GIVEN ENTRIES:
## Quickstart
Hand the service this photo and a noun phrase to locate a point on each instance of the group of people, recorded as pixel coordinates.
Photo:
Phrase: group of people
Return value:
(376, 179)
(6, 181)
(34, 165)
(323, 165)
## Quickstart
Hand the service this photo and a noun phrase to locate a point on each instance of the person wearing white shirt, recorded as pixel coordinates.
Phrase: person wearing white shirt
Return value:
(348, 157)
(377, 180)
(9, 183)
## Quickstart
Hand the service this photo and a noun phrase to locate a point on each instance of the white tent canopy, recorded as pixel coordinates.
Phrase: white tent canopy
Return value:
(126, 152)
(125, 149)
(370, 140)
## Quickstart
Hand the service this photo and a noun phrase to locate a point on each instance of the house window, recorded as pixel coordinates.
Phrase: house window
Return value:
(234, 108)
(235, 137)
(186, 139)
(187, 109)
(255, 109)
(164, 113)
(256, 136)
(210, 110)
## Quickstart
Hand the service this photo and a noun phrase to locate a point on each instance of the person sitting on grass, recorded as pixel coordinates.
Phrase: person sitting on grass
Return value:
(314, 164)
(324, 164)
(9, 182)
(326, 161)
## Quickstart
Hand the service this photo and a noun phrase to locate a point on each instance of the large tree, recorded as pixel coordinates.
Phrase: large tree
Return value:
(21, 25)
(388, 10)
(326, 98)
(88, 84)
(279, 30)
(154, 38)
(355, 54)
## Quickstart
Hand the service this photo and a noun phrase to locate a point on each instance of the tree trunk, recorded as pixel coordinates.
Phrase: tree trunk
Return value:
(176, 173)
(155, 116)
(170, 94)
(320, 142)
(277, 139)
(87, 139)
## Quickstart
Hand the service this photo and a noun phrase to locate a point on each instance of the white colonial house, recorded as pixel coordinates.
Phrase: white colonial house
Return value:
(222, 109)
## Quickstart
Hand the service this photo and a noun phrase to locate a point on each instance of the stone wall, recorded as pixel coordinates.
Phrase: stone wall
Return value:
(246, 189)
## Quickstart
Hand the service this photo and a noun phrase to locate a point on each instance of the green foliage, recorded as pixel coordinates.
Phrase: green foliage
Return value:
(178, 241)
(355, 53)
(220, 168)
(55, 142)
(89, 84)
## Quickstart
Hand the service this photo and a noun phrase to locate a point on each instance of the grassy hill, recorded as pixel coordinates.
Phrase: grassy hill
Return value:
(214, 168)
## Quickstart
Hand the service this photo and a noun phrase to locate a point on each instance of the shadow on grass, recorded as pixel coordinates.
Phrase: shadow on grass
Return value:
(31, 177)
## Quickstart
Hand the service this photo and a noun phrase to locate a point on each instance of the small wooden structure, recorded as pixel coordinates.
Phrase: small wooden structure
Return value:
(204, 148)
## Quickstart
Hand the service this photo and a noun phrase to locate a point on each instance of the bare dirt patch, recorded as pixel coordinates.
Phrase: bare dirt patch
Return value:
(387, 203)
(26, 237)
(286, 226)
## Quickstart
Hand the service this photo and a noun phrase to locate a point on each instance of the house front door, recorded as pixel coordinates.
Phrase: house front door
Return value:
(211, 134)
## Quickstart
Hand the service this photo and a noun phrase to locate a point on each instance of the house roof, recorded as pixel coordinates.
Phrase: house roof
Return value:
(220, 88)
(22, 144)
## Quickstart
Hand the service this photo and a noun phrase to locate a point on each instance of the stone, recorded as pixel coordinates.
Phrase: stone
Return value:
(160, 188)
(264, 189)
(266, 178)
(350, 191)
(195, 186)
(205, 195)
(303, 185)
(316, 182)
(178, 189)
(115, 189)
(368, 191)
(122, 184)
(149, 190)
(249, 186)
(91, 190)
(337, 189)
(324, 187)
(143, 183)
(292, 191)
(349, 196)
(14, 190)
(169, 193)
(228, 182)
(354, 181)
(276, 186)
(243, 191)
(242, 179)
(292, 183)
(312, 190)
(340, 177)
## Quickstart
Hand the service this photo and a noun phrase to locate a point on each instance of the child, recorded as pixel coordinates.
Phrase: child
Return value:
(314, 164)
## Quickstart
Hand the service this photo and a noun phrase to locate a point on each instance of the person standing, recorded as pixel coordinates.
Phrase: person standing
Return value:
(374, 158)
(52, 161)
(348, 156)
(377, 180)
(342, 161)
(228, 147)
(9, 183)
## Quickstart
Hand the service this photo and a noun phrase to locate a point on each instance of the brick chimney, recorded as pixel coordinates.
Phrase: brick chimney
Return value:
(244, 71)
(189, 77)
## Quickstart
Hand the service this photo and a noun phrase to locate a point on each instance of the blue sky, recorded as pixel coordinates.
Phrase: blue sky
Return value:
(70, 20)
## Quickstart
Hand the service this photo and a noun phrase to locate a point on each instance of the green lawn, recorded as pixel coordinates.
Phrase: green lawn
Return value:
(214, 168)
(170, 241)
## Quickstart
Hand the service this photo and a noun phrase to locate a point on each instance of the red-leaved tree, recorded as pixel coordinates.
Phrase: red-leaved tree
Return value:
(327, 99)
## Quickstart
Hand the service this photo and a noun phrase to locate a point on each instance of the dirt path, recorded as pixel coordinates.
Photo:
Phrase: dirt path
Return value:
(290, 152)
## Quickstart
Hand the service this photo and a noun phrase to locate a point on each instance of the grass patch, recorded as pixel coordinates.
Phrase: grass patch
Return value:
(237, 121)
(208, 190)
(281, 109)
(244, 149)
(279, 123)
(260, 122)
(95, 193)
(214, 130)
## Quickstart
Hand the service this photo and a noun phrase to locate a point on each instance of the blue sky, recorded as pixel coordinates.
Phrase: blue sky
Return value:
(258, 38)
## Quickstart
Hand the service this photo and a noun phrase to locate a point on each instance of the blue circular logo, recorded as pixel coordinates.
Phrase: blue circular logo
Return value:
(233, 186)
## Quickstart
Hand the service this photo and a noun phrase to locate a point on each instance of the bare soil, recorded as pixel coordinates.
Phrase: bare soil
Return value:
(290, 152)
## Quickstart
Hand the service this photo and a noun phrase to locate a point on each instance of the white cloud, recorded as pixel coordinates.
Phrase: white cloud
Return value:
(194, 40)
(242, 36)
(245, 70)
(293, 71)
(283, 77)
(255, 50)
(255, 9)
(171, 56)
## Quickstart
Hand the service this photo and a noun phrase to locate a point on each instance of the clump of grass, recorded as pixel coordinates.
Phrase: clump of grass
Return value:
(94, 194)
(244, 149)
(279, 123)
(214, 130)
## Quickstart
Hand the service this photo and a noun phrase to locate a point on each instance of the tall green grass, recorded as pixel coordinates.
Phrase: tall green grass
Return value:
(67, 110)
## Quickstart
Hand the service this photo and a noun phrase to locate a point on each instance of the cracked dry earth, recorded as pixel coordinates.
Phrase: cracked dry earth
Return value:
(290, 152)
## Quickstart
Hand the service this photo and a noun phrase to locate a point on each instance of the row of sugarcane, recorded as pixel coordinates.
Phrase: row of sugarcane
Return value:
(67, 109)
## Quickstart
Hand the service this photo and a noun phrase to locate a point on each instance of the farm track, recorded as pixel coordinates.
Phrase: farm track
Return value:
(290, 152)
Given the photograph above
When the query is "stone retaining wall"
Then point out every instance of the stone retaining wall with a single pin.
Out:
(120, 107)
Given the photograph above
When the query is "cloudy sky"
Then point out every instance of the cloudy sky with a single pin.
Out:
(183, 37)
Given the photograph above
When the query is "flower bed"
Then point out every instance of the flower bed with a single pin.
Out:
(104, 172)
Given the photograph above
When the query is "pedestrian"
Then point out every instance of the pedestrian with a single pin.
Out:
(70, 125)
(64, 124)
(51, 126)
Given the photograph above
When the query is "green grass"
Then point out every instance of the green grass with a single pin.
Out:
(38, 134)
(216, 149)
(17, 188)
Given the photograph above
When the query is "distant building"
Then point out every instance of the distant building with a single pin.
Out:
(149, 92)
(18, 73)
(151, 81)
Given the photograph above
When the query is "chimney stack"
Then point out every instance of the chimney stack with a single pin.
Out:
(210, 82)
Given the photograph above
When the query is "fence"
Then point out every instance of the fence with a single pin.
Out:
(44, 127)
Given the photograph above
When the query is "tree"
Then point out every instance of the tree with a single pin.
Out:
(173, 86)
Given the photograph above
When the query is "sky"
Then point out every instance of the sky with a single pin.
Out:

TASK DESCRIPTION:
If a line in the records above holds the string "building", copy it.

TASK RESPONSE:
When the query is "distant building"
Then point out every instance of the distant building with a single pin.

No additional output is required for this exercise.